## Set exercise
Copy out the text below on gold's June 2019 price rally in full, word for word.

Investors piled into gold in June 2019, sending the precious metal to a six-year high.
All thanks to tensions with China, a more dovish Federal Reserve, and the latest “hard-hitting” sanctions on Iran after a U.S. drone was shot down. Remember, gold is a safe haven and a good store of value during times of a weaker dollar, slowing economic activity, and geo-tensions.
Analysts are Even More Bullish
Up 9.6% for June 2019, it was on pace for its biggest monthly gains in nearly two years with analysts at Credit Suisse noting we could see a potential test of $1,921.
Morgan Stanley said gold was the firm’s No. 1 commodity pick.
“Morgan Stanley’s forecasts of falling real rates and a bearish US dollar outlook, against an uncertain macroeconomic outlook, should lend significant upside to gold’s price through 2H19 and into 1H20,” they said, as quoted by CNBC.

## Dataset excerpts
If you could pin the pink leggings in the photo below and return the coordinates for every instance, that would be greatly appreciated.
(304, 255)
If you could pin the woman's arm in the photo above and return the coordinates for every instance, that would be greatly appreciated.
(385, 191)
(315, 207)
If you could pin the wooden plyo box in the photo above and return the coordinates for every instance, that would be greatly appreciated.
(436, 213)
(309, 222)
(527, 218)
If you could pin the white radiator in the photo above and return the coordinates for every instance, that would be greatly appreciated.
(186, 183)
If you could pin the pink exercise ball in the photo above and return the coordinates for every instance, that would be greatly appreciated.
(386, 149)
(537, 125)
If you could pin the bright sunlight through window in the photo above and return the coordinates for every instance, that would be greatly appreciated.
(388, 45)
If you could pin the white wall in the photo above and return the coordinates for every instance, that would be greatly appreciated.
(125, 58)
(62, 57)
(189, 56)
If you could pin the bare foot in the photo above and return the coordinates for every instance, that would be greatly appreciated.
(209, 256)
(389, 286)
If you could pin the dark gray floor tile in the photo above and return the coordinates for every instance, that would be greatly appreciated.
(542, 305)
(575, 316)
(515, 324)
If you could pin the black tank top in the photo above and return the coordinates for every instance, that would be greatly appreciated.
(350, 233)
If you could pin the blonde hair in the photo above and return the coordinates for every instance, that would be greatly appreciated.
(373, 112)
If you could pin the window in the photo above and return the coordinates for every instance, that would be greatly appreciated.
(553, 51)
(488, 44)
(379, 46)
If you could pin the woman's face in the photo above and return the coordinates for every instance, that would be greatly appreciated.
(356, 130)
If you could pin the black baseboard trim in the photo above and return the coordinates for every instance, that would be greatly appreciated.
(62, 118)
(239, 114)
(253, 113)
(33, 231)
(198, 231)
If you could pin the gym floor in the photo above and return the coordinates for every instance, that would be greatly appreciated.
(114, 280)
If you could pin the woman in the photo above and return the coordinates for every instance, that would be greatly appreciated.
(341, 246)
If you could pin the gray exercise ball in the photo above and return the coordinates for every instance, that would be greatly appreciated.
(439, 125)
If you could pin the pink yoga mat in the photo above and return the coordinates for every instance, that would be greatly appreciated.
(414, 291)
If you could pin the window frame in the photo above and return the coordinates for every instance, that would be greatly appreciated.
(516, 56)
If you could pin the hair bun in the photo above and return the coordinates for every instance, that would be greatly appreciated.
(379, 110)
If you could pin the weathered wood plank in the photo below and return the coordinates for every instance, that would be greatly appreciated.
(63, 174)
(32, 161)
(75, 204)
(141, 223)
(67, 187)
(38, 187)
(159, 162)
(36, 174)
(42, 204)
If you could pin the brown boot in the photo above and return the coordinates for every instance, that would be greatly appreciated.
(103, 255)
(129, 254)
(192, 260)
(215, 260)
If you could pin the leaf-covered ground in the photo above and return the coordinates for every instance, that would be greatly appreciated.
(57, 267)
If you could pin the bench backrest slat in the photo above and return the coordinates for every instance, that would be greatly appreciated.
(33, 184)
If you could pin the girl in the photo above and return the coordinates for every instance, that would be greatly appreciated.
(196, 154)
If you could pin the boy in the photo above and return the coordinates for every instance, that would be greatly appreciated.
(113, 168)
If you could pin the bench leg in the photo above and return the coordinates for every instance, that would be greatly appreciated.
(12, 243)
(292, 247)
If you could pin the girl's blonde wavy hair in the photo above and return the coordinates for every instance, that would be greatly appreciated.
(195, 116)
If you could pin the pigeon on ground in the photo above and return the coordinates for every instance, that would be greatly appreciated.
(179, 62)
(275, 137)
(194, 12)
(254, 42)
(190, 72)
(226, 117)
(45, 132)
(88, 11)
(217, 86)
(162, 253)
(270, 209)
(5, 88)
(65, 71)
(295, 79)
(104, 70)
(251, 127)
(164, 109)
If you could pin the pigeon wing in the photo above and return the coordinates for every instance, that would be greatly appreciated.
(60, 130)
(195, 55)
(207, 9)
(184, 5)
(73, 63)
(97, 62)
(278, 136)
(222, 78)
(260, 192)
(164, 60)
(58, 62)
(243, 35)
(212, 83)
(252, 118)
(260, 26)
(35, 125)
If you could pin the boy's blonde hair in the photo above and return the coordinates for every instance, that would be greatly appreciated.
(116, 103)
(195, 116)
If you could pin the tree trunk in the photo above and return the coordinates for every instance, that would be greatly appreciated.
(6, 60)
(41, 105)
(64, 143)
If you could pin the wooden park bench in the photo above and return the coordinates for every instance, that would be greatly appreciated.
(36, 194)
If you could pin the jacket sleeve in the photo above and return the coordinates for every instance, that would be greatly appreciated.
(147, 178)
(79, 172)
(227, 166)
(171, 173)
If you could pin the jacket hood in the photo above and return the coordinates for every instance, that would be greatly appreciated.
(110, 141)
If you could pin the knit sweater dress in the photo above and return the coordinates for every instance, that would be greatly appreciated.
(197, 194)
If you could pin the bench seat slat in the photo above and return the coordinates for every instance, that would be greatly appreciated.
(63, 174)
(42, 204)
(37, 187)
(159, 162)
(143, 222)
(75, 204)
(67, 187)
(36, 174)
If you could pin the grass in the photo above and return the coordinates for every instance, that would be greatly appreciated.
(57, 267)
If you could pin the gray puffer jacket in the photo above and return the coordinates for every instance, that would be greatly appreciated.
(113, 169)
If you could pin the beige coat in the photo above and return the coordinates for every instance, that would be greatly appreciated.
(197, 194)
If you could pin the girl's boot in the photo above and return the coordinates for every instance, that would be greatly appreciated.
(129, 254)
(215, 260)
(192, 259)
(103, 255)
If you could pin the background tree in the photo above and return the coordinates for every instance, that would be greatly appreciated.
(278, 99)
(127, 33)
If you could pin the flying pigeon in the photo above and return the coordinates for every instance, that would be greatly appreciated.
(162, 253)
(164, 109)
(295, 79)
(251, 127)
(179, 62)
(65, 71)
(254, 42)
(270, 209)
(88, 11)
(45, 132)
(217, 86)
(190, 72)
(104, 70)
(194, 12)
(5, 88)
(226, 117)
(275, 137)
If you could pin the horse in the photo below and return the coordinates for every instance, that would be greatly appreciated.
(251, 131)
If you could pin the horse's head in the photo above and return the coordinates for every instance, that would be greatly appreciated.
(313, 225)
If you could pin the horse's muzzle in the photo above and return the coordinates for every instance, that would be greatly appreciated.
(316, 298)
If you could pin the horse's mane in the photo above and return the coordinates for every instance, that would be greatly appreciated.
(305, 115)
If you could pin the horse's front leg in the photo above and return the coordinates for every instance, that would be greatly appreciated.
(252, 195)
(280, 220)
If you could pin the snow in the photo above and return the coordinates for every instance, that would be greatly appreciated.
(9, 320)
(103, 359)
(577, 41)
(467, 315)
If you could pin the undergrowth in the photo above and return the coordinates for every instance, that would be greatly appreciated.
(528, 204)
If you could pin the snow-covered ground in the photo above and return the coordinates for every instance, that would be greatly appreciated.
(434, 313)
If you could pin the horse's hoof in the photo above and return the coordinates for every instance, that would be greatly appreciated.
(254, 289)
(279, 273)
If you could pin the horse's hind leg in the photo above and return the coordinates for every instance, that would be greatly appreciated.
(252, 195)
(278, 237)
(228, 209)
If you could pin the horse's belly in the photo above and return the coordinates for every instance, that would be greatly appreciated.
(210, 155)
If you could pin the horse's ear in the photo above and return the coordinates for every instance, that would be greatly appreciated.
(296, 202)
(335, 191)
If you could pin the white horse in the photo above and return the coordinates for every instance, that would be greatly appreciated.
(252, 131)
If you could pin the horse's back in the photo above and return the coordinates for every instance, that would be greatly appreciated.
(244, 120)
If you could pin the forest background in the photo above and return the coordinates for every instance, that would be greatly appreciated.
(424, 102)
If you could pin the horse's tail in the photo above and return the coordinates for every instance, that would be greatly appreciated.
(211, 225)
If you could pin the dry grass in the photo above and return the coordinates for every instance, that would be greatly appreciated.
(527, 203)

## Task answer
Investors piled into gold in June 2019, sending the precious metal to a six-year high.
All thanks to tensions with China, a more dovish Federal Reserve, and the latest “hard-hitting” sanctions on Iran after a U.S. drone was shot down. Remember, gold is a safe haven and a good store of value during times of a weaker dollar, slowing economic activity, and geo-tensions.
Analysts are Even More Bullish
Up 9.6% for June 2019, it was on pace for its biggest monthly gains in nearly two years with analysts at Credit Suisse noting we could see a potential test of $1,921.
Morgan Stanley said gold was the firm’s No. 1 commodity pick.
“Morgan Stanley’s forecasts of falling real rates and a bearish US dollar outlook, against an uncertain macroeconomic outlook, should lend significant upside to gold’s price through 2H19 and into 1H20,” they said, as quoted by CNBC.